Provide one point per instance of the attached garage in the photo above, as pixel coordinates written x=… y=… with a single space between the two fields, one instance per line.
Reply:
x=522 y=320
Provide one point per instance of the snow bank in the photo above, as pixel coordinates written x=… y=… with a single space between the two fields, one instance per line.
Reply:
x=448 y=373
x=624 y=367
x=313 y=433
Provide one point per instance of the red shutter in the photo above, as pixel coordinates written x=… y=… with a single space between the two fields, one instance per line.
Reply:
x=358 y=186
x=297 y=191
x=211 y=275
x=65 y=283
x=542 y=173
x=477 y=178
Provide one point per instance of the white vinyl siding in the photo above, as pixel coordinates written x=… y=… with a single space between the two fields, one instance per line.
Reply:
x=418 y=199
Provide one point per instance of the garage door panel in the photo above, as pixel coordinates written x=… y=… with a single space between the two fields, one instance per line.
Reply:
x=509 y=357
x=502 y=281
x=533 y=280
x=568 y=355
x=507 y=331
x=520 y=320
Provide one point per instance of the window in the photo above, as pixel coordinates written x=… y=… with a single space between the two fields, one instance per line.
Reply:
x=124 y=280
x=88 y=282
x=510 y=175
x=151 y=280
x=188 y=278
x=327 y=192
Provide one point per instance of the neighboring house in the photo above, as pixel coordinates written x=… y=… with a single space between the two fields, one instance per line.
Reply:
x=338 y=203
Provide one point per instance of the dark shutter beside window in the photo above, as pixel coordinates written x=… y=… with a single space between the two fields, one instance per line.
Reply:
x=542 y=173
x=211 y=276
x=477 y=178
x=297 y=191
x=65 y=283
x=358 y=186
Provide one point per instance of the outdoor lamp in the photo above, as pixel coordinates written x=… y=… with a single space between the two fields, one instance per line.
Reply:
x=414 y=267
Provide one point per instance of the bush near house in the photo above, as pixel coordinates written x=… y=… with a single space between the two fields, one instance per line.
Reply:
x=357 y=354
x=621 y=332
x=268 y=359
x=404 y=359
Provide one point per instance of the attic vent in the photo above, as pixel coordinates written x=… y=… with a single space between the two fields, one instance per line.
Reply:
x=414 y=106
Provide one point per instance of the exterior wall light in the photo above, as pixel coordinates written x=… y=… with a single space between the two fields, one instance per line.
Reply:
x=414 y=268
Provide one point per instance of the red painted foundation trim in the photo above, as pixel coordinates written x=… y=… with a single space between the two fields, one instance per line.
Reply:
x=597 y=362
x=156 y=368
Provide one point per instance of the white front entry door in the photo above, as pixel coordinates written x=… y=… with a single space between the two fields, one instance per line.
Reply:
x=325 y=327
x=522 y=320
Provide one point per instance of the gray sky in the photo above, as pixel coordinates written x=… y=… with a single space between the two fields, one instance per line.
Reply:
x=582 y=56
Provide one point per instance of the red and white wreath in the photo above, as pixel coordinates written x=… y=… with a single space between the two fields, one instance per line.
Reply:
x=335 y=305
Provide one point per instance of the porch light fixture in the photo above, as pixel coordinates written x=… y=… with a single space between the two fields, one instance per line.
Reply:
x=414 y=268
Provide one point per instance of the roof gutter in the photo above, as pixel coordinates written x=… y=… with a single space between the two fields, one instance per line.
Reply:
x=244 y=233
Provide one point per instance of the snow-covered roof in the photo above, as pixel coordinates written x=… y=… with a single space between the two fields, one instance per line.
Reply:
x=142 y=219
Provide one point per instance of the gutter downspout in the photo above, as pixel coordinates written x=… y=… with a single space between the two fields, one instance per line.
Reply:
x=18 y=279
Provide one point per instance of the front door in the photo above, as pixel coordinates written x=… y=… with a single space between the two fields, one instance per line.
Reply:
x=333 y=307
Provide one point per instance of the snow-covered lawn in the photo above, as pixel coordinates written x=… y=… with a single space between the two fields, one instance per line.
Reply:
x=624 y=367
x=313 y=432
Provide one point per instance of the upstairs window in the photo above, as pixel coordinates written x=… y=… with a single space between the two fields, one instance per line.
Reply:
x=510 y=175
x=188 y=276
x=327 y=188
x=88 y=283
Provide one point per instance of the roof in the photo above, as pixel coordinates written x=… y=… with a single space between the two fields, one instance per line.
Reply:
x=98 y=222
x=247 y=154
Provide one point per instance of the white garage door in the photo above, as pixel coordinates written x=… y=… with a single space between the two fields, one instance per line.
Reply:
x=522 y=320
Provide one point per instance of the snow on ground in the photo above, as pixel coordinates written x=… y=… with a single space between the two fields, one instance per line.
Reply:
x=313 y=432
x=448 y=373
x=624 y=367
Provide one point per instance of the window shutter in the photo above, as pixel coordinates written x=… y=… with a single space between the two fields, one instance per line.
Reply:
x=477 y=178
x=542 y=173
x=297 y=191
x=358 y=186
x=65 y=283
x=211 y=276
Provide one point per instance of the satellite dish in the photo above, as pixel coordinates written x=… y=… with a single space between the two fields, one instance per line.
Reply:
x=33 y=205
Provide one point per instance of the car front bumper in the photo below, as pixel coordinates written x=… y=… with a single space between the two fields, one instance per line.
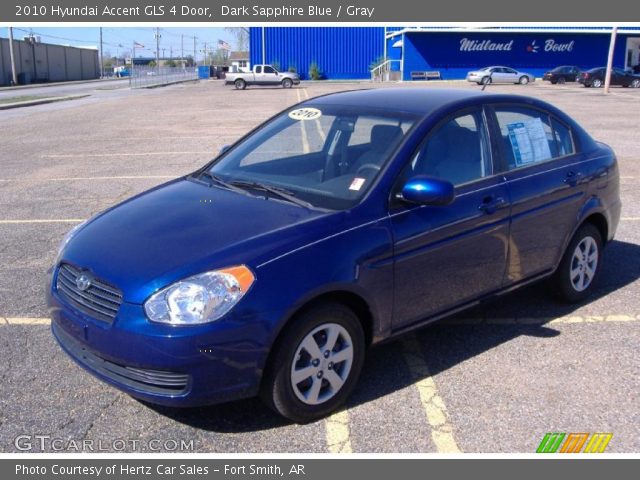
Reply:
x=163 y=364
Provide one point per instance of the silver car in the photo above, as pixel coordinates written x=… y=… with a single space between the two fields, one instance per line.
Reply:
x=499 y=75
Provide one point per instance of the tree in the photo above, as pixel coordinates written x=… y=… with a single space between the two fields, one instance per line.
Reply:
x=241 y=35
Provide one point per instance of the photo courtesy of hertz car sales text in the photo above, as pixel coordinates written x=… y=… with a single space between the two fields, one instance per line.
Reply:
x=341 y=222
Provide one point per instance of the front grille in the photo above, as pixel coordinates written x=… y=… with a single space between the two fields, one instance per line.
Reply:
x=100 y=300
x=156 y=382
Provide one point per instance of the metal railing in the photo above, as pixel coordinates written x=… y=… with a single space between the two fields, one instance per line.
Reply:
x=382 y=73
x=142 y=77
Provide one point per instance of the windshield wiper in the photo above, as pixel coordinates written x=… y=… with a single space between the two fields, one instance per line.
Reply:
x=276 y=191
x=218 y=181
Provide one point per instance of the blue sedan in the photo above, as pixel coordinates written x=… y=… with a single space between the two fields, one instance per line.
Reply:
x=341 y=222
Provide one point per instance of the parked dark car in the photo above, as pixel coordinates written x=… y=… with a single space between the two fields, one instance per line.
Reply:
x=596 y=76
x=562 y=75
x=345 y=220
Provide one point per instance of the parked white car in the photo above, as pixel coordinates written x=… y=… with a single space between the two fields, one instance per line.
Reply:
x=499 y=74
x=262 y=75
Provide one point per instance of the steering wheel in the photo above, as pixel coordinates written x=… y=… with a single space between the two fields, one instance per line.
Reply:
x=367 y=166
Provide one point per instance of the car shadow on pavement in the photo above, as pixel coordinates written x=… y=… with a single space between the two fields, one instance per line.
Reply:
x=444 y=344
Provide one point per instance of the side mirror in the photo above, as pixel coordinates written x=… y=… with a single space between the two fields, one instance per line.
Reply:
x=425 y=190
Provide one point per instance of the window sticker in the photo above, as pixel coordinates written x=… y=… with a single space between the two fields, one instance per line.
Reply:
x=306 y=113
x=357 y=183
x=529 y=141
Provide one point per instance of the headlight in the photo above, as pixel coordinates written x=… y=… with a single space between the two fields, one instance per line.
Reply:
x=199 y=299
x=67 y=238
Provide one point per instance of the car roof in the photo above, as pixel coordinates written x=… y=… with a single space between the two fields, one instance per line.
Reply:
x=422 y=101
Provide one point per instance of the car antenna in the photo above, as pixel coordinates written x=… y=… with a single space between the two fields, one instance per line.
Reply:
x=487 y=82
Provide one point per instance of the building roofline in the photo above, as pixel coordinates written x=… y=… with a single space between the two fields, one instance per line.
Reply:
x=635 y=30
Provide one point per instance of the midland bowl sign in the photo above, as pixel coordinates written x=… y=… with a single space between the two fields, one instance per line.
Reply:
x=488 y=45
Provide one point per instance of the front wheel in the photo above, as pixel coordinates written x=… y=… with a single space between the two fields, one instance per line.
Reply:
x=316 y=363
x=580 y=265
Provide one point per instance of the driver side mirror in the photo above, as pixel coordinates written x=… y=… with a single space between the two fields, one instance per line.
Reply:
x=423 y=190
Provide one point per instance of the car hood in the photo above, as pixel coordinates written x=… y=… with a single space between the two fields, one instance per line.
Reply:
x=183 y=228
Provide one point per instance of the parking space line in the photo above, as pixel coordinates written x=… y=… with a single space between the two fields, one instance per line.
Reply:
x=24 y=321
x=338 y=436
x=71 y=179
x=544 y=320
x=121 y=154
x=42 y=220
x=433 y=405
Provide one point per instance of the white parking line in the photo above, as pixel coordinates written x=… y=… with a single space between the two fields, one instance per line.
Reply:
x=434 y=408
x=72 y=179
x=42 y=220
x=123 y=154
x=338 y=437
x=24 y=321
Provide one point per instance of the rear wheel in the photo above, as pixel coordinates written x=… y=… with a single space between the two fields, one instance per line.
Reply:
x=580 y=265
x=316 y=363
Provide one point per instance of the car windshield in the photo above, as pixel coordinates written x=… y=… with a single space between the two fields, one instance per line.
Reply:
x=325 y=156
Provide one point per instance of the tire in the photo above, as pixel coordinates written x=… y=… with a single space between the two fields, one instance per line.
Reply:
x=297 y=402
x=580 y=265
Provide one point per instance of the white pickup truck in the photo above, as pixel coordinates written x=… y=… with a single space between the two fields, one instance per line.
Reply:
x=262 y=75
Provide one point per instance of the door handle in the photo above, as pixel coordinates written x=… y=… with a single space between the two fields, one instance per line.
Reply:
x=573 y=178
x=491 y=204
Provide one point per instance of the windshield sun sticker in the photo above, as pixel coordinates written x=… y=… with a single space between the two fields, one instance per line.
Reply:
x=306 y=113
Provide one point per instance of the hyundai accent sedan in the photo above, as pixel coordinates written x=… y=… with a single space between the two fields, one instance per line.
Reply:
x=341 y=222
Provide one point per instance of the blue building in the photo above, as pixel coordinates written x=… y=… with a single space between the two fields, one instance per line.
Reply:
x=350 y=52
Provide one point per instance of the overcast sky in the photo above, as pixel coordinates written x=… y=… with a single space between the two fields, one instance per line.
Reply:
x=113 y=37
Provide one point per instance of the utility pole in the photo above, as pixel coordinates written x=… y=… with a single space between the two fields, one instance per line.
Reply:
x=101 y=57
x=14 y=73
x=194 y=51
x=158 y=48
x=612 y=44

# [PROBLEM TO WORK ON]
Turn the data above, from its first line through the line containing "x=338 y=203", into a Markdown table with two columns, Row and Line. Give each line a row number, and leave out blank lines.

# [SOLUTION FOR THIS PROBLEM]
| Row | Line |
|---|---|
| 1 | Provide one point per instance of the attached garage in the photo above, as pixel coordinates written x=… y=… with a single space between the two fields, one instance per line. |
| 2 | Reply: |
| 3 | x=522 y=320 |
| 4 | Provide one point per instance of the snow bank in the photo above, as pixel coordinates written x=… y=… with a single space between the two fields, one instance per line. |
| 5 | Reply: |
| 6 | x=448 y=373 |
| 7 | x=624 y=367 |
| 8 | x=313 y=433 |
| 9 | Provide one point per instance of the red shutter in the photo above, as pixel coordinates written x=… y=… with a single space between the two fields, one instance per line. |
| 10 | Reply: |
| 11 | x=358 y=186 |
| 12 | x=297 y=191 |
| 13 | x=211 y=275 |
| 14 | x=65 y=283 |
| 15 | x=542 y=173 |
| 16 | x=477 y=178 |
| 17 | Provide one point per instance of the white vinyl siding in the photo above, as pixel coordinates written x=… y=… with a single space between the two fields, one instance per line. |
| 18 | Reply: |
| 19 | x=418 y=199 |
| 20 | Provide one point per instance of the garage door panel in the photo above, as pixel coordinates written x=… y=… with a single space between the two fields, one instance per line. |
| 21 | Reply: |
| 22 | x=509 y=357 |
| 23 | x=502 y=281 |
| 24 | x=533 y=280 |
| 25 | x=568 y=355 |
| 26 | x=507 y=331 |
| 27 | x=520 y=320 |
| 28 | Provide one point per instance of the window in the photo above, as pixel coordinates written x=… y=… with a single space between the two fields, one instance per line. |
| 29 | Reply: |
| 30 | x=124 y=280 |
| 31 | x=88 y=282 |
| 32 | x=510 y=175 |
| 33 | x=151 y=280 |
| 34 | x=188 y=278 |
| 35 | x=327 y=192 |
| 36 | Provide one point per instance of the neighboring house in the photo above, as pixel coordinates written x=… y=… with a single space between the two fields, one instance per line. |
| 37 | Reply: |
| 38 | x=338 y=203 |